# WHAT TO PRODUCE
Please reproduce the entries below exactly, leaving the pictures out.

(Image point grounding data)
○ ○ ○

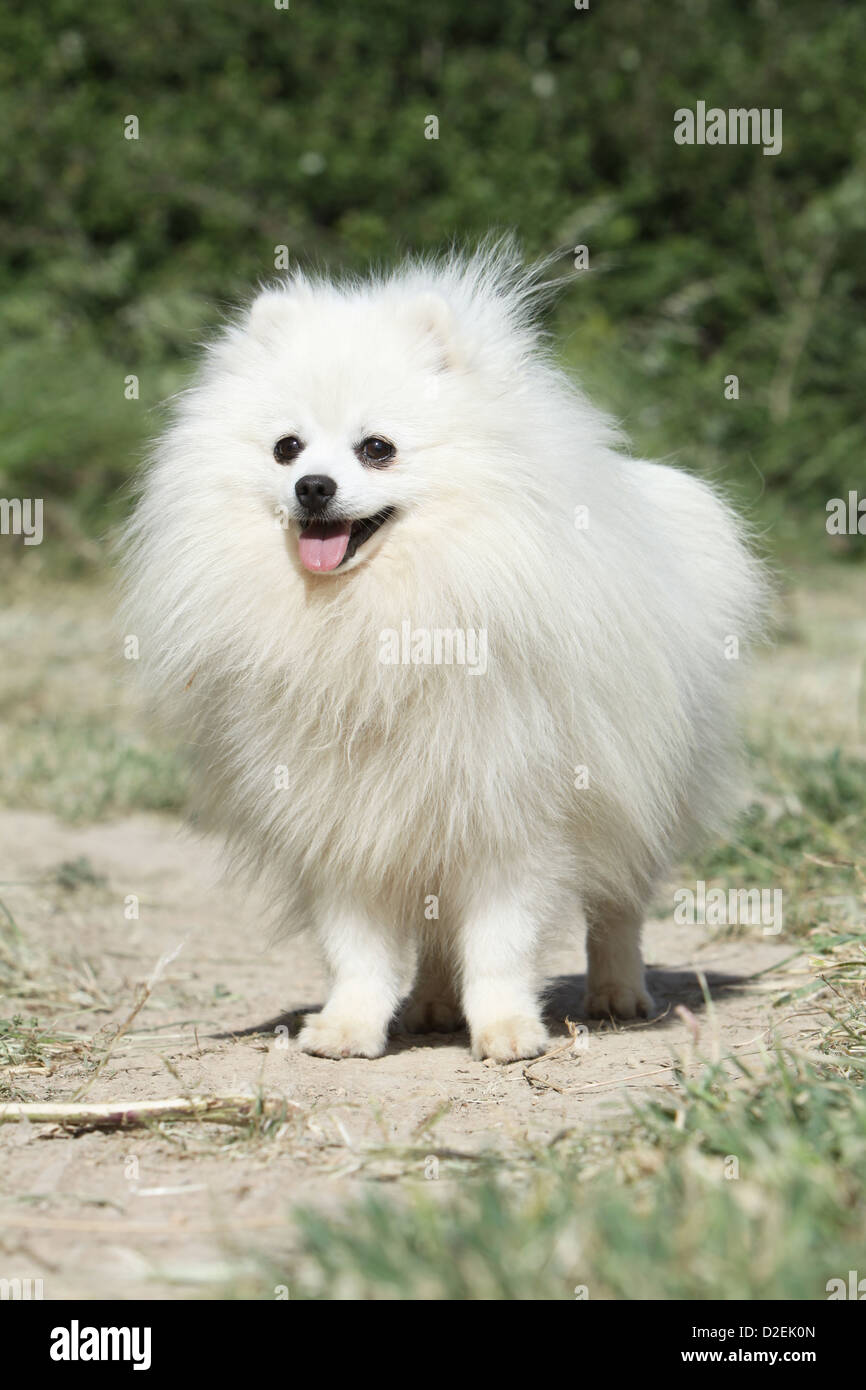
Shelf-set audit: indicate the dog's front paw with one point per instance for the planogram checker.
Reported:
(508, 1040)
(431, 1015)
(617, 1000)
(341, 1036)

○ ○ ○

# ANSWER FOR THE TASK
Shelf-set audit: indicate the dog's front paw with one point per instance for the planogram checker.
Reported:
(508, 1040)
(431, 1015)
(617, 1000)
(341, 1036)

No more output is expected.